_Stored data_.
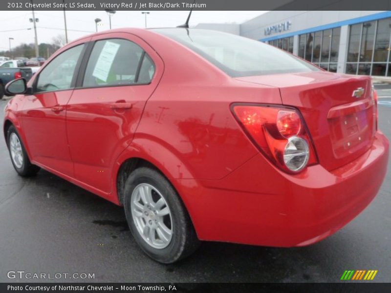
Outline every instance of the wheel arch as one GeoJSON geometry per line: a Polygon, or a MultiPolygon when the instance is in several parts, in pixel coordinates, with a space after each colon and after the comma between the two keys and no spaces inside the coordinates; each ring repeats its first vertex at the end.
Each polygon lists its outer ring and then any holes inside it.
{"type": "Polygon", "coordinates": [[[8,128],[11,127],[12,125],[13,125],[12,122],[11,122],[11,121],[9,120],[8,119],[7,119],[4,122],[3,131],[4,132],[4,139],[5,140],[5,142],[7,143],[7,146],[8,146],[8,142],[7,142],[7,132],[8,131],[8,128]]]}

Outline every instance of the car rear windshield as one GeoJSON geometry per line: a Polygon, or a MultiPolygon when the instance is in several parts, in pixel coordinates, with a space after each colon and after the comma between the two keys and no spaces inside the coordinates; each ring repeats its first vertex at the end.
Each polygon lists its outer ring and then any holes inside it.
{"type": "Polygon", "coordinates": [[[233,77],[319,71],[314,65],[261,42],[198,29],[158,28],[233,77]]]}

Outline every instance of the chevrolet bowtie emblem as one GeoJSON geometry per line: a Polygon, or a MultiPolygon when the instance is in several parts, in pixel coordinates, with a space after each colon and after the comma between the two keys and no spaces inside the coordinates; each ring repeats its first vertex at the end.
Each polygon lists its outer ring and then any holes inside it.
{"type": "Polygon", "coordinates": [[[359,87],[353,91],[353,94],[352,94],[351,96],[356,98],[360,98],[361,96],[364,95],[364,88],[362,87],[359,87]]]}

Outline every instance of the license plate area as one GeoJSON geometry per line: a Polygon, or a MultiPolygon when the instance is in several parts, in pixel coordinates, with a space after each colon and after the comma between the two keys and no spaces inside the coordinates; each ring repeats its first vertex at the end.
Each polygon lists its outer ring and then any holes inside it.
{"type": "Polygon", "coordinates": [[[331,145],[336,158],[368,148],[373,134],[371,108],[329,119],[331,145]]]}

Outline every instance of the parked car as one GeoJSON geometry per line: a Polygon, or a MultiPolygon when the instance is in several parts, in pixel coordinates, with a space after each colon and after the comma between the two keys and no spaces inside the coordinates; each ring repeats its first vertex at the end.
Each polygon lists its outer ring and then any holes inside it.
{"type": "Polygon", "coordinates": [[[0,64],[0,68],[16,68],[16,67],[22,67],[22,68],[30,68],[33,74],[38,71],[40,67],[33,66],[31,67],[26,67],[24,65],[24,63],[22,60],[8,60],[5,61],[2,63],[0,64]]]}
{"type": "Polygon", "coordinates": [[[7,60],[9,60],[9,58],[8,57],[4,57],[3,56],[0,56],[0,63],[4,62],[7,60]]]}
{"type": "Polygon", "coordinates": [[[43,63],[46,61],[46,59],[44,58],[43,58],[42,57],[39,57],[38,58],[38,61],[40,62],[40,65],[43,65],[43,63]]]}
{"type": "Polygon", "coordinates": [[[31,68],[8,67],[8,61],[0,65],[0,100],[4,95],[4,86],[10,81],[15,79],[24,78],[26,81],[30,80],[33,76],[31,68]],[[7,64],[5,64],[7,63],[7,64]],[[4,66],[2,66],[4,65],[4,66]]]}
{"type": "Polygon", "coordinates": [[[24,66],[26,65],[27,62],[28,61],[28,58],[26,57],[16,57],[15,58],[16,60],[21,60],[24,63],[24,66]]]}
{"type": "Polygon", "coordinates": [[[26,62],[26,66],[40,66],[41,63],[38,58],[30,58],[26,62]]]}
{"type": "Polygon", "coordinates": [[[24,63],[21,60],[8,60],[0,63],[1,68],[11,68],[24,67],[24,63]]]}
{"type": "Polygon", "coordinates": [[[3,128],[18,173],[43,168],[123,205],[162,263],[199,240],[319,241],[369,204],[386,171],[370,77],[230,34],[92,35],[6,90],[18,95],[3,128]]]}

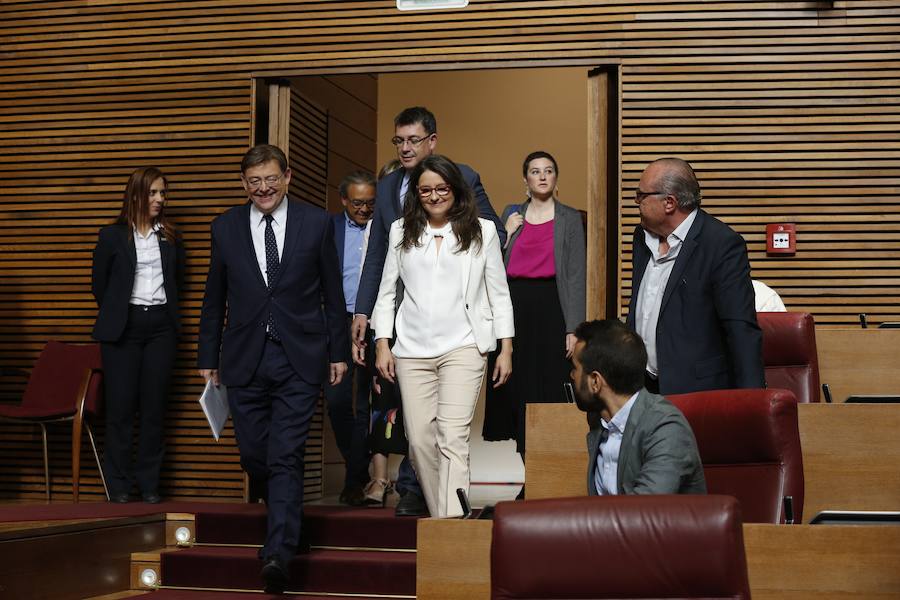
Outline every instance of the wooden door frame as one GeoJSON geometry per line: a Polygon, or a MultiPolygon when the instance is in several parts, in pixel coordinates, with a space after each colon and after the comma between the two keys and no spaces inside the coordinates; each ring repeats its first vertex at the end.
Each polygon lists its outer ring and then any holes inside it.
{"type": "MultiPolygon", "coordinates": [[[[293,77],[312,75],[360,75],[409,73],[425,71],[484,71],[496,69],[542,69],[553,67],[587,67],[588,128],[585,136],[587,169],[587,318],[617,318],[621,315],[621,202],[622,180],[622,119],[621,119],[621,61],[608,57],[553,58],[511,61],[433,62],[428,64],[316,66],[279,71],[254,71],[251,106],[254,140],[262,131],[279,138],[278,123],[288,122],[281,110],[284,102],[279,95],[282,82],[293,77]],[[275,84],[269,88],[270,84],[275,84]],[[256,112],[257,99],[268,104],[269,127],[260,123],[256,112]],[[274,107],[274,110],[273,110],[274,107]],[[600,260],[605,256],[606,260],[600,260]]],[[[282,132],[283,133],[283,132],[282,132]]],[[[277,142],[274,142],[277,143],[277,142]]]]}

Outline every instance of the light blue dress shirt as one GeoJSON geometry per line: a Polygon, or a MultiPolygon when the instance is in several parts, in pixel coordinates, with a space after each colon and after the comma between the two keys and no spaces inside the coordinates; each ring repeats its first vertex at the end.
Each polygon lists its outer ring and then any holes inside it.
{"type": "Polygon", "coordinates": [[[594,467],[594,487],[600,496],[612,496],[619,493],[619,449],[622,447],[622,436],[625,434],[625,425],[628,423],[628,415],[637,398],[636,392],[625,406],[609,421],[600,419],[600,425],[606,430],[606,435],[600,436],[600,448],[597,451],[597,464],[594,467]]]}
{"type": "Polygon", "coordinates": [[[362,249],[366,239],[366,226],[357,225],[344,213],[344,300],[347,312],[356,307],[356,292],[359,290],[362,249]]]}

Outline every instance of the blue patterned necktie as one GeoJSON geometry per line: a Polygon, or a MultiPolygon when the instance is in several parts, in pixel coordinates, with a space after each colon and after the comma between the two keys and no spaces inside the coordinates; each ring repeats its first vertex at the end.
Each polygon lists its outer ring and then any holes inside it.
{"type": "MultiPolygon", "coordinates": [[[[278,260],[278,243],[275,241],[275,230],[272,229],[272,221],[275,217],[263,215],[263,218],[266,220],[266,233],[263,238],[266,243],[266,285],[271,291],[281,262],[278,260]]],[[[278,337],[278,329],[275,327],[275,316],[271,311],[269,311],[269,318],[266,320],[266,335],[272,341],[281,341],[281,338],[278,337]]]]}

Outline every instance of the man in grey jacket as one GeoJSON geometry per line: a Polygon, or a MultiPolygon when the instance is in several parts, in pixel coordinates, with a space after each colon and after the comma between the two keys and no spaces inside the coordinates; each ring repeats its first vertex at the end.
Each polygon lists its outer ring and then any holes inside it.
{"type": "Polygon", "coordinates": [[[620,321],[575,330],[575,400],[600,418],[588,434],[588,493],[705,494],[697,441],[684,415],[644,389],[647,350],[620,321]]]}

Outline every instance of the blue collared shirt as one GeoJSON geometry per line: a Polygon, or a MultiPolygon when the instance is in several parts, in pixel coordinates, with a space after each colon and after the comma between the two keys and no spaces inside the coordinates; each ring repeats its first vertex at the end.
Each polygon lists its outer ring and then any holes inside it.
{"type": "Polygon", "coordinates": [[[628,415],[631,414],[631,407],[634,406],[637,395],[638,393],[635,393],[629,398],[625,406],[609,421],[600,419],[600,425],[606,430],[607,435],[600,436],[597,464],[594,467],[594,487],[601,496],[619,493],[619,450],[622,447],[625,424],[628,423],[628,415]]]}
{"type": "Polygon", "coordinates": [[[347,312],[356,308],[356,292],[359,290],[362,250],[366,239],[366,226],[357,225],[344,212],[344,300],[347,312]]]}

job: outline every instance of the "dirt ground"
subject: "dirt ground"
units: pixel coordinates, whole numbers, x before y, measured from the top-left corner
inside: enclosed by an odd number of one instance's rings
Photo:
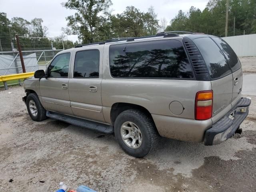
[[[244,61],[255,67],[255,58],[241,60],[256,71]],[[104,192],[256,191],[256,93],[241,135],[210,146],[162,138],[141,159],[126,154],[113,135],[33,121],[24,94],[21,87],[0,90],[1,191],[55,191],[61,181]]]

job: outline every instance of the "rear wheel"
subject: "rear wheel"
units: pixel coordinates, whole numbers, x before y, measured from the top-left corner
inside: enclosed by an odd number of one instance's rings
[[[119,114],[115,121],[114,132],[122,149],[136,157],[143,157],[152,150],[159,137],[153,120],[137,110]]]
[[[29,94],[27,97],[26,103],[28,114],[33,120],[41,121],[46,118],[46,110],[41,104],[36,94]]]

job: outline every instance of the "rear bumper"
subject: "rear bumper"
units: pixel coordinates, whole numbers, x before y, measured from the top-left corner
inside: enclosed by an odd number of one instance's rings
[[[232,136],[248,115],[250,104],[250,98],[242,98],[231,110],[206,131],[204,144],[216,145]]]

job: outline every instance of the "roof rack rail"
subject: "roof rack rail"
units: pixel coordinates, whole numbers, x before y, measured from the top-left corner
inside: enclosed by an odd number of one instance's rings
[[[105,44],[105,42],[98,42],[97,43],[88,43],[87,44],[82,44],[82,45],[78,45],[75,46],[75,48],[78,48],[78,47],[82,47],[83,46],[86,46],[88,45],[102,45],[102,44]]]
[[[165,32],[166,33],[181,33],[185,34],[193,34],[193,32],[190,32],[190,31],[167,31]]]
[[[176,33],[167,33],[165,32],[162,32],[161,33],[158,33],[156,35],[151,35],[150,36],[144,36],[143,37],[126,37],[126,38],[113,38],[111,39],[106,40],[105,41],[98,42],[96,43],[88,43],[87,44],[83,44],[81,45],[78,45],[75,46],[75,48],[82,47],[84,46],[88,46],[89,45],[102,45],[103,44],[105,44],[105,43],[118,42],[119,41],[126,41],[126,40],[127,42],[133,41],[134,41],[134,40],[135,39],[144,39],[146,38],[157,37],[161,36],[164,36],[164,37],[170,37],[178,36],[179,35]]]

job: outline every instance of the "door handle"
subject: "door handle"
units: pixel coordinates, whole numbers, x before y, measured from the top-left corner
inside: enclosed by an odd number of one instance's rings
[[[68,88],[68,85],[66,84],[62,84],[61,88],[62,89],[67,89]]]
[[[97,87],[96,86],[90,86],[89,90],[90,92],[97,92]]]
[[[234,85],[236,85],[236,84],[237,84],[238,82],[238,78],[237,77],[236,78],[235,78],[234,80]]]

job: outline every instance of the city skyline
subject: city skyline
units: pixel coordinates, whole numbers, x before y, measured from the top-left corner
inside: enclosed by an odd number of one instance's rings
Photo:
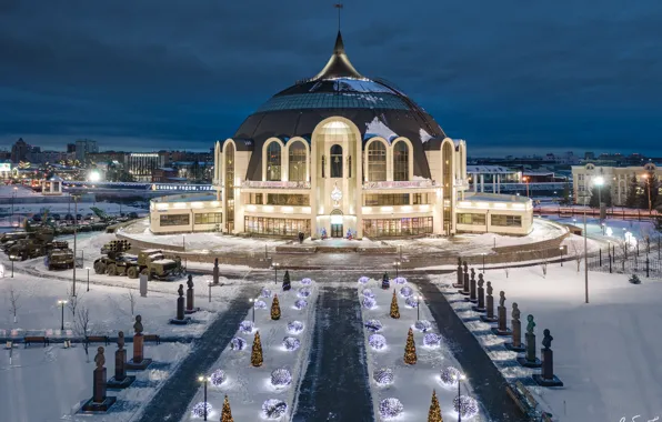
[[[650,51],[662,7],[512,6],[483,4],[477,14],[460,4],[421,13],[350,3],[345,47],[359,71],[415,98],[475,155],[661,155],[662,72]],[[0,44],[13,52],[0,69],[0,148],[89,138],[102,149],[209,150],[269,97],[319,71],[334,12],[298,1],[10,3],[0,17]],[[395,17],[409,23],[385,24]]]

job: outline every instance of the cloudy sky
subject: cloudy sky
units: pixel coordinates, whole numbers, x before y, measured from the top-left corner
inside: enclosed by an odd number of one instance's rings
[[[662,155],[662,2],[351,0],[345,48],[472,154]],[[332,1],[2,0],[0,149],[204,150],[325,63]]]

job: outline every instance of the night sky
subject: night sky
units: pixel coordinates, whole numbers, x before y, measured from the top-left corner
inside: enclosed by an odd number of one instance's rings
[[[662,155],[662,3],[344,3],[348,56],[470,154]],[[208,150],[314,76],[332,1],[0,1],[0,149]]]

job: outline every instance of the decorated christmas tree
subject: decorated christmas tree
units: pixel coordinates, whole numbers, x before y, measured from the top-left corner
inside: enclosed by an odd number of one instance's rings
[[[439,408],[439,403],[437,404],[437,406]],[[228,395],[225,395],[225,401],[223,402],[223,410],[221,411],[221,422],[234,422],[234,420],[232,419],[232,411],[230,410],[230,401],[228,400]]]
[[[408,341],[408,344],[409,344],[409,341]],[[407,355],[405,355],[405,361],[407,361]],[[415,354],[414,354],[414,363],[415,363]],[[255,332],[255,338],[253,339],[253,351],[251,353],[251,365],[253,365],[255,368],[262,366],[262,342],[260,341],[260,332],[259,331]]]
[[[391,318],[400,319],[400,308],[398,308],[398,295],[395,295],[395,289],[393,289],[393,299],[391,300]]]
[[[292,289],[290,284],[290,272],[285,270],[285,275],[283,275],[283,291]]]
[[[443,422],[443,418],[441,418],[439,400],[437,400],[437,391],[434,390],[432,390],[432,403],[430,403],[430,412],[428,412],[428,422]]]
[[[254,344],[253,350],[255,350]],[[417,363],[417,343],[414,343],[413,341],[412,329],[409,329],[409,333],[407,334],[407,345],[404,346],[404,363],[407,363],[408,365],[413,365]]]
[[[278,294],[273,295],[273,302],[271,302],[271,319],[274,321],[280,320],[280,304],[278,303]]]

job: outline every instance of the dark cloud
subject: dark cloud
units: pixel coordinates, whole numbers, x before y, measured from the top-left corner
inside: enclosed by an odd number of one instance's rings
[[[357,0],[343,33],[361,72],[472,151],[662,154],[661,21],[652,0]],[[332,2],[303,0],[1,1],[0,147],[22,135],[208,149],[314,74],[335,24]]]

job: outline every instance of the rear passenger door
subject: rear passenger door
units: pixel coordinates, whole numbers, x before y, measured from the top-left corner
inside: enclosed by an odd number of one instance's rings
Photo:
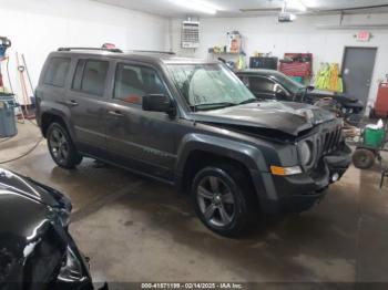
[[[65,56],[50,58],[44,64],[44,73],[41,75],[35,90],[38,122],[41,122],[42,113],[62,112],[70,66],[71,58]]]
[[[104,116],[109,73],[106,60],[79,59],[64,102],[78,149],[102,158],[106,157]]]
[[[108,148],[112,159],[125,167],[172,179],[178,121],[143,111],[142,97],[147,94],[170,95],[156,70],[118,63],[106,116]]]

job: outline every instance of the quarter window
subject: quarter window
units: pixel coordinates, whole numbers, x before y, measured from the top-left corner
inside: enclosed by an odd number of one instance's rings
[[[70,59],[52,58],[44,75],[44,84],[63,87],[69,72]]]
[[[103,95],[109,62],[80,60],[73,80],[73,89],[93,95]]]
[[[141,104],[150,94],[166,94],[156,71],[146,66],[119,64],[113,97],[129,103]]]

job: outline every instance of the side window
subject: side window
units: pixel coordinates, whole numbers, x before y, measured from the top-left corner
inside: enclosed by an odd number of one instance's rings
[[[52,58],[44,75],[44,84],[63,87],[69,72],[70,59]]]
[[[249,77],[249,89],[253,92],[275,92],[275,83],[266,77]]]
[[[129,103],[141,104],[149,94],[166,94],[156,71],[146,66],[119,64],[114,81],[113,97]]]
[[[93,95],[103,95],[109,62],[80,60],[73,80],[73,89]]]

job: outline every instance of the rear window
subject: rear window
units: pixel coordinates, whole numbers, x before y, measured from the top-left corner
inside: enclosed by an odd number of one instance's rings
[[[88,94],[103,95],[109,62],[80,60],[73,80],[73,89]]]
[[[70,59],[52,58],[44,75],[44,84],[63,87],[69,72]]]

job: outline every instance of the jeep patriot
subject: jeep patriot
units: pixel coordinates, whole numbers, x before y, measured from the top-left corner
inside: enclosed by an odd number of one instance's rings
[[[350,164],[341,120],[259,101],[221,62],[64,48],[48,56],[35,97],[60,167],[88,156],[175,185],[224,236],[258,213],[308,210]]]

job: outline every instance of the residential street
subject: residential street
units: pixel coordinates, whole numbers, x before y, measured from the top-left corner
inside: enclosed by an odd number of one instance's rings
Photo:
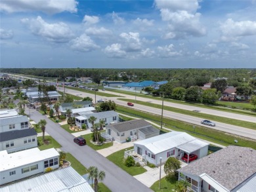
[[[46,132],[62,146],[62,151],[70,153],[87,168],[96,166],[99,170],[104,170],[106,178],[103,183],[112,191],[152,191],[91,147],[87,145],[79,146],[74,143],[74,136],[62,128],[58,124],[37,111],[31,110],[30,114],[31,119],[35,123],[40,119],[47,121]]]

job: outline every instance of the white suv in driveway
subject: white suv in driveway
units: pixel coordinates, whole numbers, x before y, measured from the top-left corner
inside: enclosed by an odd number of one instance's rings
[[[215,126],[215,123],[214,123],[213,122],[211,122],[211,121],[209,120],[203,120],[201,121],[201,123],[202,124],[204,124],[204,125],[209,125],[209,126]]]

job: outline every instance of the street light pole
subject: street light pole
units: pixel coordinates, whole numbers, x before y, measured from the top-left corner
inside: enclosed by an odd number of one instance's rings
[[[160,159],[160,174],[159,175],[159,189],[161,189],[161,157]]]
[[[161,100],[161,129],[162,129],[163,128],[163,92],[162,94],[162,100]]]

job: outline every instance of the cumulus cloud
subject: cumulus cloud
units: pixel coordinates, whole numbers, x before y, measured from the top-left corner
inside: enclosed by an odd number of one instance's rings
[[[9,39],[13,37],[13,32],[12,30],[6,30],[4,29],[0,29],[0,39]]]
[[[196,12],[200,8],[198,1],[155,0],[155,3],[160,10],[162,20],[169,24],[163,39],[183,39],[205,35],[205,28],[200,22],[201,14]]]
[[[139,51],[141,50],[142,44],[139,33],[122,33],[120,34],[120,37],[125,41],[125,50],[127,52]]]
[[[122,50],[122,47],[119,43],[112,44],[107,46],[104,49],[104,52],[108,57],[112,58],[124,58],[126,56],[126,52]]]
[[[173,44],[164,47],[158,47],[159,56],[161,58],[171,58],[182,55],[182,51],[177,51],[174,48]]]
[[[41,11],[47,14],[64,11],[76,12],[77,4],[75,0],[1,0],[0,10],[7,12]]]
[[[85,33],[88,35],[97,35],[100,37],[104,37],[106,35],[111,35],[112,34],[112,32],[109,29],[101,27],[100,28],[89,28],[85,30]]]
[[[70,43],[72,49],[80,52],[89,52],[99,48],[86,34],[82,34],[80,37],[71,41]]]
[[[154,50],[150,50],[150,48],[149,48],[141,50],[141,55],[143,57],[150,58],[152,57],[154,54],[155,52]]]
[[[112,12],[112,20],[116,25],[123,25],[125,24],[124,18],[119,17],[115,12]]]
[[[228,18],[220,26],[222,33],[221,40],[230,41],[237,40],[243,36],[256,35],[256,22],[240,21],[234,22]]]
[[[48,24],[39,16],[37,19],[24,18],[21,22],[28,26],[33,34],[45,37],[52,42],[66,43],[74,36],[70,28],[66,24]]]
[[[86,25],[95,24],[100,21],[100,18],[96,16],[89,16],[85,15],[83,17],[83,22]]]

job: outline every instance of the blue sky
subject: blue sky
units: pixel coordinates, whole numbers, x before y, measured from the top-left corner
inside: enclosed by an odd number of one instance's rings
[[[255,0],[1,0],[0,16],[1,67],[256,67]]]

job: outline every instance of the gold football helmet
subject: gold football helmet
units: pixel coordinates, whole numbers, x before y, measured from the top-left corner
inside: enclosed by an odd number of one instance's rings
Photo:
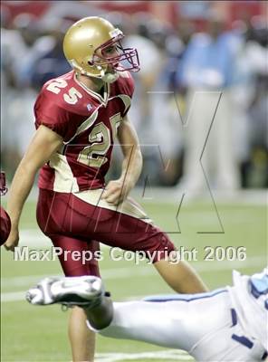
[[[85,17],[68,29],[63,40],[64,55],[73,69],[90,77],[103,78],[108,68],[114,72],[139,71],[138,52],[123,48],[123,33],[107,20]]]

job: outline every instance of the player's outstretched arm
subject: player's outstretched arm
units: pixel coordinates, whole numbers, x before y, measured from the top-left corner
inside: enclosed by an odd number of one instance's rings
[[[45,126],[36,130],[28,149],[14,174],[7,202],[11,219],[11,232],[5,243],[5,249],[14,251],[19,241],[19,220],[24,202],[33,187],[39,168],[62,144],[62,138]]]
[[[124,156],[121,175],[118,180],[110,181],[102,196],[107,202],[115,205],[128,196],[138,181],[142,168],[142,155],[138,135],[128,116],[119,127],[118,138]]]

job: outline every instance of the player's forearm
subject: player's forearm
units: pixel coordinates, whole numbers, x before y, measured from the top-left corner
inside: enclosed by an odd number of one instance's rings
[[[120,179],[130,187],[136,185],[142,169],[142,155],[139,148],[131,148],[122,163]]]
[[[36,171],[20,163],[9,191],[7,212],[14,227],[17,227],[25,200],[33,187]]]

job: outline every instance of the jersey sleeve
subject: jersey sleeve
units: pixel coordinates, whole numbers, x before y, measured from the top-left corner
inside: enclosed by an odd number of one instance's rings
[[[60,135],[64,140],[70,138],[70,111],[61,107],[55,100],[43,90],[34,104],[35,128],[43,125]]]

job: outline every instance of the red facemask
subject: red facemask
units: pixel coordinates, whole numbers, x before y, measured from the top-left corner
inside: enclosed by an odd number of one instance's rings
[[[139,71],[140,68],[137,49],[124,48],[120,43],[124,35],[120,33],[99,46],[94,52],[92,62],[91,62],[91,64],[100,66],[111,65],[112,68],[118,71]],[[105,51],[112,46],[116,46],[118,55],[108,57],[105,55]],[[123,62],[123,64],[121,62]]]

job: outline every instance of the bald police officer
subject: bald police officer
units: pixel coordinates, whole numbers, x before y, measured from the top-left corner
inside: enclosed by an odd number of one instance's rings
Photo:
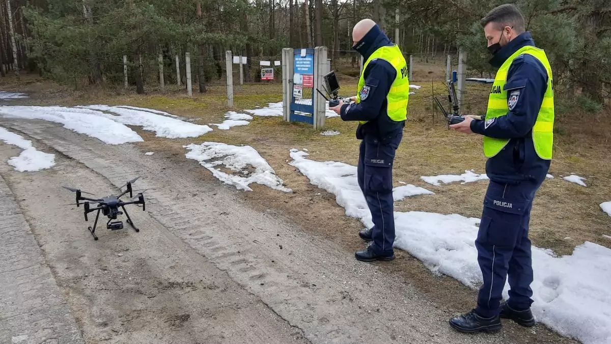
[[[365,61],[355,103],[341,102],[331,109],[345,121],[358,121],[362,140],[357,178],[371,213],[373,227],[359,233],[368,247],[355,257],[363,262],[394,259],[395,218],[392,166],[407,116],[408,65],[396,44],[370,19],[353,29],[353,48]]]
[[[493,54],[490,64],[499,68],[486,119],[466,117],[450,126],[483,136],[490,178],[475,240],[483,277],[477,306],[450,320],[465,332],[499,331],[500,318],[535,324],[529,222],[535,194],[549,169],[554,138],[552,69],[545,52],[525,32],[523,16],[505,4],[491,10],[481,24]],[[509,299],[501,304],[508,277]]]

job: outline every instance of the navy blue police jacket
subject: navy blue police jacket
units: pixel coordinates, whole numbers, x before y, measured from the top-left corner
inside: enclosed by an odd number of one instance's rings
[[[388,37],[376,25],[354,45],[354,49],[362,55],[364,62],[378,48],[392,45]],[[383,142],[403,130],[405,121],[392,120],[386,111],[386,96],[396,76],[395,67],[384,60],[371,60],[365,68],[363,76],[365,84],[370,88],[368,94],[366,97],[362,95],[358,104],[345,104],[340,112],[343,120],[368,121],[365,124],[359,124],[357,138],[362,139],[365,135],[372,135]]]
[[[524,32],[511,40],[492,57],[490,64],[500,67],[521,48],[535,45],[530,32]],[[476,120],[471,122],[474,133],[510,141],[497,155],[486,162],[486,174],[491,180],[517,183],[525,180],[542,183],[549,169],[551,161],[537,155],[532,138],[532,128],[536,120],[543,97],[547,88],[547,72],[536,58],[522,54],[515,58],[507,72],[504,89],[507,90],[508,107],[511,109],[504,116],[491,123]],[[509,95],[519,91],[517,102],[509,106]],[[513,102],[513,101],[512,101]]]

_Stated exercise_. Count the lines of the data that contain the string "player" and give only that number.

_Task solution_. 4